**Passage shown:**
Desperate health service forced to us investment cash for future to pay to keep things ticking over for now

THE NHS crisis is so severe that the cash intended for investment to improve the service is instead being used meet the cost of the current problems.

An damning National Audit Office (NAO) report published today finds that £1.8 billion intended to help the NHS prepare for “significantly less funding” from 2017-18 onwards and “give it stability to improve performance and transform services, to achieve a sustainable health system” was being used instead to keep services ticking over.

It also found that £2.7bn of extra money was not genuine funding but loans from the Department of Health, which is charging the NHS interest, causing even more financial problems.

In a further indictment, the spending watchdog revealed that the involvement of private firms in the NHS wasn’t working, stating that use of the private sector “results in additional costs compared with publicly financed procurement.”

Campaign group Keep Our NHS Public said the report’s contents confirmed the government’s real intention “to undermine the NHS through deliberate underfunding and privatisation.”

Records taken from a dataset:
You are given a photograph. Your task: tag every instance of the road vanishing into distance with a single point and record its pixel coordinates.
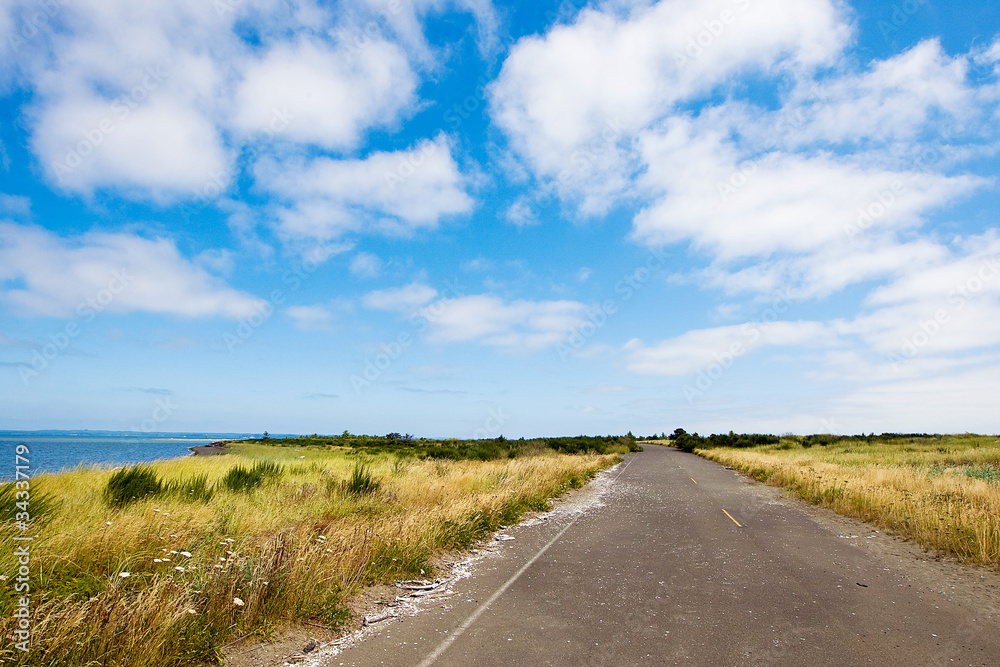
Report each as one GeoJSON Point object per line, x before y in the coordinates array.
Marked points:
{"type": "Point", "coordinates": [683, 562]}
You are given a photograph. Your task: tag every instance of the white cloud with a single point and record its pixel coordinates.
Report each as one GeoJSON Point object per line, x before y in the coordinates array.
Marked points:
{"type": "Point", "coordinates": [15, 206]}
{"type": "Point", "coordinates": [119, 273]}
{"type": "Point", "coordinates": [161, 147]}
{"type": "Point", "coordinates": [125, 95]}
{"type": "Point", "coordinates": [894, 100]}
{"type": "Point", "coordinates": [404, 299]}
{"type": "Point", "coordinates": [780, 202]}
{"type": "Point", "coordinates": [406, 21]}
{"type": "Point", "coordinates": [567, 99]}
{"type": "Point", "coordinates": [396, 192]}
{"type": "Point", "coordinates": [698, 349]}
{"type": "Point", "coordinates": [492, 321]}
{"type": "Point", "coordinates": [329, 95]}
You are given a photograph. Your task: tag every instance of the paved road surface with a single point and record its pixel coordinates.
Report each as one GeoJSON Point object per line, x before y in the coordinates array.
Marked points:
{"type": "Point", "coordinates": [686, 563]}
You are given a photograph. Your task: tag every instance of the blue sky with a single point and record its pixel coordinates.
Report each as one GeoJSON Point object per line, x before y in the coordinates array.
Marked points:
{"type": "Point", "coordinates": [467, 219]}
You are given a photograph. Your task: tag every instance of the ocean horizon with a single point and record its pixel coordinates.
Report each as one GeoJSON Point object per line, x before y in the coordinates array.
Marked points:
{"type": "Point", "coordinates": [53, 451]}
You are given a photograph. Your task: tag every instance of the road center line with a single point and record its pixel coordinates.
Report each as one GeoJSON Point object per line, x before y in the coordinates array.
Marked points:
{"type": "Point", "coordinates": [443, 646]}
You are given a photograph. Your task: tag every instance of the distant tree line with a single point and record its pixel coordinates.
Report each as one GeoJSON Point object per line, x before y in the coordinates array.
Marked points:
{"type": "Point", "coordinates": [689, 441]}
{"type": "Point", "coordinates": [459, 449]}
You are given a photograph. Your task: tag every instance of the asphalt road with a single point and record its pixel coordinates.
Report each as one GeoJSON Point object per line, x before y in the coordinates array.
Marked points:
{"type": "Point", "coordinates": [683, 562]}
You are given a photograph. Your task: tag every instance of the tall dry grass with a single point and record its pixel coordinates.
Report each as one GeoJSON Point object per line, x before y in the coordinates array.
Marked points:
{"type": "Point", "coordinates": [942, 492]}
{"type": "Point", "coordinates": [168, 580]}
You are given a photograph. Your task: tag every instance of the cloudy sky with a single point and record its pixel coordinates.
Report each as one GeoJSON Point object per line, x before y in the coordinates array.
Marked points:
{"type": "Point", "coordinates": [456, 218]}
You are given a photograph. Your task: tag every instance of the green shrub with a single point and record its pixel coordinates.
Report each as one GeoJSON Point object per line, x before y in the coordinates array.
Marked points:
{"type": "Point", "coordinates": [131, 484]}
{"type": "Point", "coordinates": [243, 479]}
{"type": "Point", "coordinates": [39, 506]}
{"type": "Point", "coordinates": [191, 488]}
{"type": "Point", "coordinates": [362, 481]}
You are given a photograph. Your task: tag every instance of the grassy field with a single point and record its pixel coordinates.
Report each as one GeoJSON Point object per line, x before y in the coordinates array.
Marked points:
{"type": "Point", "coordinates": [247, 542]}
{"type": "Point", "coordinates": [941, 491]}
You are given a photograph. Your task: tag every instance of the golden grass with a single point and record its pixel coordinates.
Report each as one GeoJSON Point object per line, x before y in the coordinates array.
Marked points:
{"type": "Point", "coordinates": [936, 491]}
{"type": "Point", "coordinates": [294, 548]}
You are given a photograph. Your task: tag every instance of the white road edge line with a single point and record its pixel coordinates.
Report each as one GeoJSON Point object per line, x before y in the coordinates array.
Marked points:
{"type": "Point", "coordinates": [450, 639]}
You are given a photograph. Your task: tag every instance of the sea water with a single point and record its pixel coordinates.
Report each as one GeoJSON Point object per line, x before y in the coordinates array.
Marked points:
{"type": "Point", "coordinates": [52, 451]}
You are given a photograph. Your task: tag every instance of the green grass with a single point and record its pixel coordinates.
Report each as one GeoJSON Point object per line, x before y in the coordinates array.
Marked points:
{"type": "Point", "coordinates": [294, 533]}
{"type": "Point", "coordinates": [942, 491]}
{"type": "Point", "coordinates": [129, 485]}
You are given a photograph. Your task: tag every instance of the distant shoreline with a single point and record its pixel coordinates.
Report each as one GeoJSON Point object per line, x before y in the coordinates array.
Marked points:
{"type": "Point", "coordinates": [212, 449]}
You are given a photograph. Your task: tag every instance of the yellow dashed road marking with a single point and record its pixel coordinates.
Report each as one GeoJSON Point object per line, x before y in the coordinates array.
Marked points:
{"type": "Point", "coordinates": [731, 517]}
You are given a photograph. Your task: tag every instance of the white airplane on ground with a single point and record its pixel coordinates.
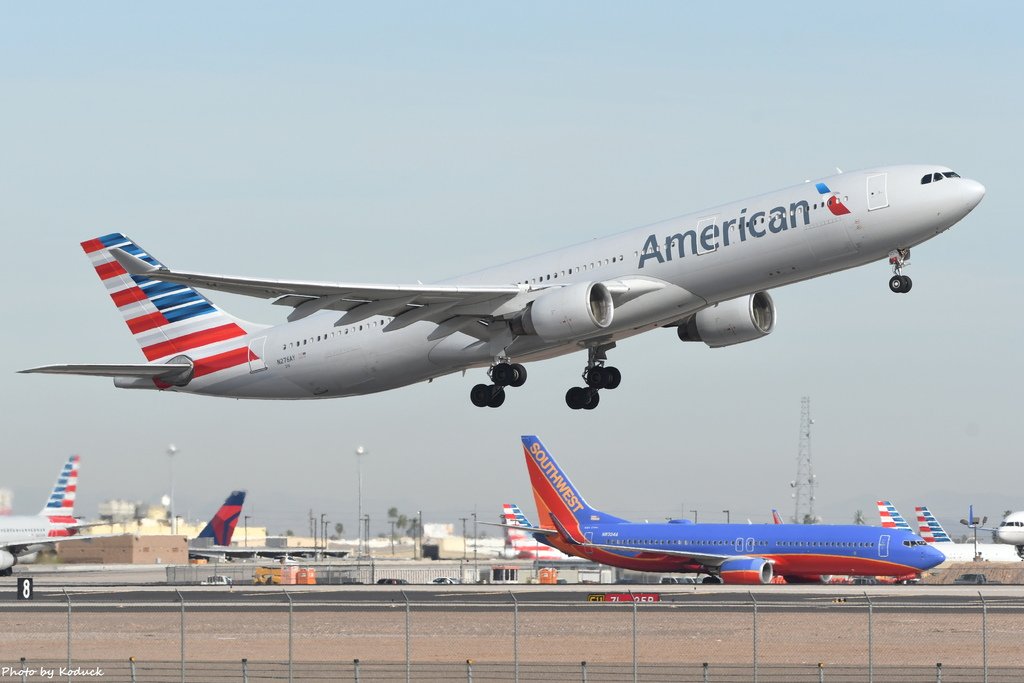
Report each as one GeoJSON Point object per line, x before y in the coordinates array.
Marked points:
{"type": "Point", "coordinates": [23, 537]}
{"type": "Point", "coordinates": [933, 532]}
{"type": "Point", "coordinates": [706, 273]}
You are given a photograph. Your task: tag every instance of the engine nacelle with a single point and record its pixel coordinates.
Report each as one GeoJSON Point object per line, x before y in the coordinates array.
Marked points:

**Work task:**
From the NHS funding passage, output the part that begins at the words "Desperate health service" and stops after "more financial problems.".

**Problem solution:**
Desperate health service forced to us investment cash for future to pay to keep things ticking over for now

THE NHS crisis is so severe that the cash intended for investment to improve the service is instead being used meet the cost of the current problems.

An damning National Audit Office (NAO) report published today finds that £1.8 billion intended to help the NHS prepare for “significantly less funding” from 2017-18 onwards and “give it stability to improve performance and transform services, to achieve a sustainable health system” was being used instead to keep services ticking over.

It also found that £2.7bn of extra money was not genuine funding but loans from the Department of Health, which is charging the NHS interest, causing even more financial problems.